■ **THE REQUEST**
Locate every line in the records below that contains the string "with" and copy each such line. The match is case-sensitive.

— begin —

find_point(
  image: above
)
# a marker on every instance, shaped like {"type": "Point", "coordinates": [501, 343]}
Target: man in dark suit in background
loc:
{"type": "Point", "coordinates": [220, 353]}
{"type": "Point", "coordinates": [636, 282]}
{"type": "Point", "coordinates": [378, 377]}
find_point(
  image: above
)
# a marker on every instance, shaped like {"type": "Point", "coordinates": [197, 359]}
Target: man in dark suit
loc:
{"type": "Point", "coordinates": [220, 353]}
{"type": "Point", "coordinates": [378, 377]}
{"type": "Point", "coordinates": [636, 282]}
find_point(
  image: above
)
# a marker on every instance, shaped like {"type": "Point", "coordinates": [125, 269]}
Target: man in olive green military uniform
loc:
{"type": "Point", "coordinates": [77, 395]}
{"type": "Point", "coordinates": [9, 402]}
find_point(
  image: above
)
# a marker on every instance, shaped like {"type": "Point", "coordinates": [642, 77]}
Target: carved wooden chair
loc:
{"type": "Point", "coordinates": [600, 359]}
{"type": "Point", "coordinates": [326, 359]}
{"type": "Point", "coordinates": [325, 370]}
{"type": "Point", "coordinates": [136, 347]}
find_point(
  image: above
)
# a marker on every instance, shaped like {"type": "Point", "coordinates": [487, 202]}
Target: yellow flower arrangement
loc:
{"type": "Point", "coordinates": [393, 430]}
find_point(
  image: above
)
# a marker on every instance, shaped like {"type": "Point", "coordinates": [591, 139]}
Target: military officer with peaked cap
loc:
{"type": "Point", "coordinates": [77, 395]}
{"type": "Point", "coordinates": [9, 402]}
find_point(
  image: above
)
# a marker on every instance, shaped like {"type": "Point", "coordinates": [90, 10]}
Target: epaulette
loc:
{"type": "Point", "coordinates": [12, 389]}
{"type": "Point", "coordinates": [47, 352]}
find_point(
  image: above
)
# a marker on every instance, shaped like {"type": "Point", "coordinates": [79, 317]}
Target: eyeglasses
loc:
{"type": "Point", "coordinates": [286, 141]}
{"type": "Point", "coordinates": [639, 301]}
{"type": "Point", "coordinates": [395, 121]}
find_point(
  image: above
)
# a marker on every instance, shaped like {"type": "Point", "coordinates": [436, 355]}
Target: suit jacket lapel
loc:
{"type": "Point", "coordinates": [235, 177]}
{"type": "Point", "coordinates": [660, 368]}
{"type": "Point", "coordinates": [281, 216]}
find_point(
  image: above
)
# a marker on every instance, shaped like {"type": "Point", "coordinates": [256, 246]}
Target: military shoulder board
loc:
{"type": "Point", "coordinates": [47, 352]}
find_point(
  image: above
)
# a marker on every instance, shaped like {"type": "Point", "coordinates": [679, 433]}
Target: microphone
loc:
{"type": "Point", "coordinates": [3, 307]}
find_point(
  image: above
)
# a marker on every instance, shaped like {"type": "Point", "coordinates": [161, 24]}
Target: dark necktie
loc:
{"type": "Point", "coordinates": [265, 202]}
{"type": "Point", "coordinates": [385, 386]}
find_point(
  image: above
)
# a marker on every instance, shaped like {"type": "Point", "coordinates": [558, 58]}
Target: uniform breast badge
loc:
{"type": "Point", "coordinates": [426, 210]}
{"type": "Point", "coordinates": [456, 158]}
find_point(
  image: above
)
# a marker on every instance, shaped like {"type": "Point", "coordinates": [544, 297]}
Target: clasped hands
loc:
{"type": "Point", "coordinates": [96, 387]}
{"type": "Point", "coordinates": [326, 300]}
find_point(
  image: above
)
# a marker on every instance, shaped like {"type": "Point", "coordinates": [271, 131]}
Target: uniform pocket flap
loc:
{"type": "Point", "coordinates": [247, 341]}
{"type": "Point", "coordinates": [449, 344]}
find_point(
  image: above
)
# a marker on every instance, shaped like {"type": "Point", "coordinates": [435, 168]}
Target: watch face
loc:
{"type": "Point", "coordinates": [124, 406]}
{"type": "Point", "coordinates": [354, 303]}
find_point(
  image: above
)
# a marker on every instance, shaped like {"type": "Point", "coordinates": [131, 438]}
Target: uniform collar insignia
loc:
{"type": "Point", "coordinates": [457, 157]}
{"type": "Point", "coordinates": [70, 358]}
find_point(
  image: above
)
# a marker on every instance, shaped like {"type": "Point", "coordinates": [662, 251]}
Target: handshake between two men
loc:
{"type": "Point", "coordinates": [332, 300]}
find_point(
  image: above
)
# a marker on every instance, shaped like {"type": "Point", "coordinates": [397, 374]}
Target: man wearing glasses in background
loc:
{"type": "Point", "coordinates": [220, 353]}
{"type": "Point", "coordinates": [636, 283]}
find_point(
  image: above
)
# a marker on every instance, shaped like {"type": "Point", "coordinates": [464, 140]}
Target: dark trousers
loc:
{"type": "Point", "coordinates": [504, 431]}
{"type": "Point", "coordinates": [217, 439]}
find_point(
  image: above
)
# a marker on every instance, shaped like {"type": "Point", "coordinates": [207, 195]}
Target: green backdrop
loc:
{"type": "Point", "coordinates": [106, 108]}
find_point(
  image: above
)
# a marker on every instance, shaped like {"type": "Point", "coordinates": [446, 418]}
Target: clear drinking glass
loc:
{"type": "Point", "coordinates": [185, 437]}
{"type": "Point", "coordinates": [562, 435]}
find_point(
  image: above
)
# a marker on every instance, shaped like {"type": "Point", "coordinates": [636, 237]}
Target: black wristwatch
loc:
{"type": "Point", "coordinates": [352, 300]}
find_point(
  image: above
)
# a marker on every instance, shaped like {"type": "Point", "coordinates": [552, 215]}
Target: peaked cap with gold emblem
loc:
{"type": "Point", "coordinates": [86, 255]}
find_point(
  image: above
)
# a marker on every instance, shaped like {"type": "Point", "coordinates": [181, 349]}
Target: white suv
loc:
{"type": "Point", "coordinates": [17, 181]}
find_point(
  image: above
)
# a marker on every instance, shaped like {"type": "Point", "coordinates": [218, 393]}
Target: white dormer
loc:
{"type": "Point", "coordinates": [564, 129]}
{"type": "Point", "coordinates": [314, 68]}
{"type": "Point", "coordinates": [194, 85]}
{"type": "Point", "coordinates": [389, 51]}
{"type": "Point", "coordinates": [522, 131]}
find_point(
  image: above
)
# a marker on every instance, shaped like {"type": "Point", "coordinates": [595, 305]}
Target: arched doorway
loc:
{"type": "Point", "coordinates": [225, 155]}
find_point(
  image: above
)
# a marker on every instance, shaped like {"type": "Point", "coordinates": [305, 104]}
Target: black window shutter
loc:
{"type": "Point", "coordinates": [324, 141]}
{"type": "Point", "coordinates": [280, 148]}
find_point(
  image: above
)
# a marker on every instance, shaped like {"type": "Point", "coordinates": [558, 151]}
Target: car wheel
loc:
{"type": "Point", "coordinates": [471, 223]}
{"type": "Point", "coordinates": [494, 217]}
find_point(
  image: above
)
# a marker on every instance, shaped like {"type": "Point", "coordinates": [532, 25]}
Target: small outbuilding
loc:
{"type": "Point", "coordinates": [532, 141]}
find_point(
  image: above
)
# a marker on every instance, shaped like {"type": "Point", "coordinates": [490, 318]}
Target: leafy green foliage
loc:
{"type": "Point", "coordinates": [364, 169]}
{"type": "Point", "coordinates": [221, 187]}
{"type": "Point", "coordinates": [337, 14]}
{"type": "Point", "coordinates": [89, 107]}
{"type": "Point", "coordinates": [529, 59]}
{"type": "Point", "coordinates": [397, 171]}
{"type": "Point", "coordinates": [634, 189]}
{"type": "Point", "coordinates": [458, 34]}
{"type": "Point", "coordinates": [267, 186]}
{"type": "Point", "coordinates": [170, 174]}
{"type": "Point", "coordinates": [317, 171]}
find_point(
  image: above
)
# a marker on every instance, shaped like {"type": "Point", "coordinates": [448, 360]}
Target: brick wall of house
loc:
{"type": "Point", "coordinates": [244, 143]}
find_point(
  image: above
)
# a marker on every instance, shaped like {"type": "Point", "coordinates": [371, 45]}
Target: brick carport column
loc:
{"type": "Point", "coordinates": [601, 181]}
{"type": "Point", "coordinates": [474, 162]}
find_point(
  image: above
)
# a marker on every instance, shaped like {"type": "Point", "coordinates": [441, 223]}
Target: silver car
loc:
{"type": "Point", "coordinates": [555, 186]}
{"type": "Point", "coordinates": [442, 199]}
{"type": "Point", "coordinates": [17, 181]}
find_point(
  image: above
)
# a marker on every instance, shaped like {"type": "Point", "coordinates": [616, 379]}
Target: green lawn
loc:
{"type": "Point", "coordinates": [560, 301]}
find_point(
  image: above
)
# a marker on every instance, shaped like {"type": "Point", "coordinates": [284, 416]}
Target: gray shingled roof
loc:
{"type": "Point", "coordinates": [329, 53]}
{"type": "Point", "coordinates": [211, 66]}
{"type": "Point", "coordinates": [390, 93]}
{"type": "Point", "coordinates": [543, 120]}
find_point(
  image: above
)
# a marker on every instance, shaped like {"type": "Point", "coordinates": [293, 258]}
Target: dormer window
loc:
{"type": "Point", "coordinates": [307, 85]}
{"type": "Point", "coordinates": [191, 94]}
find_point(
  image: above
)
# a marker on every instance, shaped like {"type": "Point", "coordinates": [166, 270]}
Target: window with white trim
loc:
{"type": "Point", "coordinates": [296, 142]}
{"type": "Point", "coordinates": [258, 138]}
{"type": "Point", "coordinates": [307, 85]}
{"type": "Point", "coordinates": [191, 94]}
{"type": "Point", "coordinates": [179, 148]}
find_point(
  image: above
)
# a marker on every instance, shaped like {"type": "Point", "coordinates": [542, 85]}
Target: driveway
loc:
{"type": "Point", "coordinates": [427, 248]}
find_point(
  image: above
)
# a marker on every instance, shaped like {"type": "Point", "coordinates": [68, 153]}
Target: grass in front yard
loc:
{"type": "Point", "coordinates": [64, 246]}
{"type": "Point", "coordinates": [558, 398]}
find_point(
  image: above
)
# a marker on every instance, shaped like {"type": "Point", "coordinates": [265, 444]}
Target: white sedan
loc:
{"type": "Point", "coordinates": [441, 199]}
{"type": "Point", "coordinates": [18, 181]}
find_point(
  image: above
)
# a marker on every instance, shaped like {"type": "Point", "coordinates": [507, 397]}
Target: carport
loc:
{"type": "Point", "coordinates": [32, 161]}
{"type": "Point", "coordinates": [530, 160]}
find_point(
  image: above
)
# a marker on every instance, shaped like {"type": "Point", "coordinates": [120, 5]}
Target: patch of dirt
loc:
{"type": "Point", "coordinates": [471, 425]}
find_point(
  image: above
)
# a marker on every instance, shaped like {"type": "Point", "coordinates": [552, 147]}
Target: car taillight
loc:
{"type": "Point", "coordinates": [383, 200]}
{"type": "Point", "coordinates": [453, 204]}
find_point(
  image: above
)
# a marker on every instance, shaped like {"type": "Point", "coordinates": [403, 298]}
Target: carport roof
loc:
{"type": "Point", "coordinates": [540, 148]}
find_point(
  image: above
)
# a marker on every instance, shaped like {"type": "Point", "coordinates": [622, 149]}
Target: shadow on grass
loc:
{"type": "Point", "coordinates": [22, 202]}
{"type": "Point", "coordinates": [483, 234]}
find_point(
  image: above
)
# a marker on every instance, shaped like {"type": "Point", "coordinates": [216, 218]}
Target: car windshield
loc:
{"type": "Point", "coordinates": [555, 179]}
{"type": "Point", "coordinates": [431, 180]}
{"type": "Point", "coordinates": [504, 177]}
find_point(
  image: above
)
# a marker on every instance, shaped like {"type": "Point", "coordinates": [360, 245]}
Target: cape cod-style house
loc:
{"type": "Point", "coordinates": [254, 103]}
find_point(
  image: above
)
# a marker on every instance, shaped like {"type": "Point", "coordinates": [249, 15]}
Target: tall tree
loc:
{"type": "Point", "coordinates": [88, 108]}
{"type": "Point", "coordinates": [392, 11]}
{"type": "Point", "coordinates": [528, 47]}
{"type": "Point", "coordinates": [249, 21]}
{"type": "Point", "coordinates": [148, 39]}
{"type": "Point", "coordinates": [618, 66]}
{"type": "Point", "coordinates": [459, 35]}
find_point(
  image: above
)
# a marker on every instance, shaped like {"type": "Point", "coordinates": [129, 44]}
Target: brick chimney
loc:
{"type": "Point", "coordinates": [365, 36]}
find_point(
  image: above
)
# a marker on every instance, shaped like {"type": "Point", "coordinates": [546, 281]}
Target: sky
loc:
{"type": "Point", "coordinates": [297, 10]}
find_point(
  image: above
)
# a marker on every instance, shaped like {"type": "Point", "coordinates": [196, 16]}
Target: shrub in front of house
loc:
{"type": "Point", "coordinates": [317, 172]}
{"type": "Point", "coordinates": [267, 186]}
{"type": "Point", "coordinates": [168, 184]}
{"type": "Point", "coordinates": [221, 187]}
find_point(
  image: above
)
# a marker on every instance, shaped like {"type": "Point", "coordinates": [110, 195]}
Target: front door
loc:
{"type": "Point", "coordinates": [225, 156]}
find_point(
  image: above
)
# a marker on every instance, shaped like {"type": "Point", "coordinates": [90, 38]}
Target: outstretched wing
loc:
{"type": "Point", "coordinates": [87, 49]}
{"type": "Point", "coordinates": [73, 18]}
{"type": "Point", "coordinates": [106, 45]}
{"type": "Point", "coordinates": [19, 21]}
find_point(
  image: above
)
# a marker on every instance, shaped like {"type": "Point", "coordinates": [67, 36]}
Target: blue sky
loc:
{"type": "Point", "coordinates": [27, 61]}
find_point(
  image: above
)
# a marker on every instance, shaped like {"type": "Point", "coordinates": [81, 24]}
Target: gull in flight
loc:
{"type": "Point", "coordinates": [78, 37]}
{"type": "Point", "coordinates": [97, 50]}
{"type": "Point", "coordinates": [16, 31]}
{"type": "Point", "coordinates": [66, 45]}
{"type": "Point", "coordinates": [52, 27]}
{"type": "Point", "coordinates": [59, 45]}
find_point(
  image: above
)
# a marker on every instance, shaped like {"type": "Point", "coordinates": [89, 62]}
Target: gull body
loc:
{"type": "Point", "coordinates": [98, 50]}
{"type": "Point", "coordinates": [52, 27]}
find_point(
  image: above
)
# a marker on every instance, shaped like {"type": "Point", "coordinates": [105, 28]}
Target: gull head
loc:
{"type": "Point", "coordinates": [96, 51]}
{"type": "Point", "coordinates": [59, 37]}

— end —

■ **RESULT**
Target: military officer with peaked cap
Target: peaked cap with gold emblem
Target: window with white trim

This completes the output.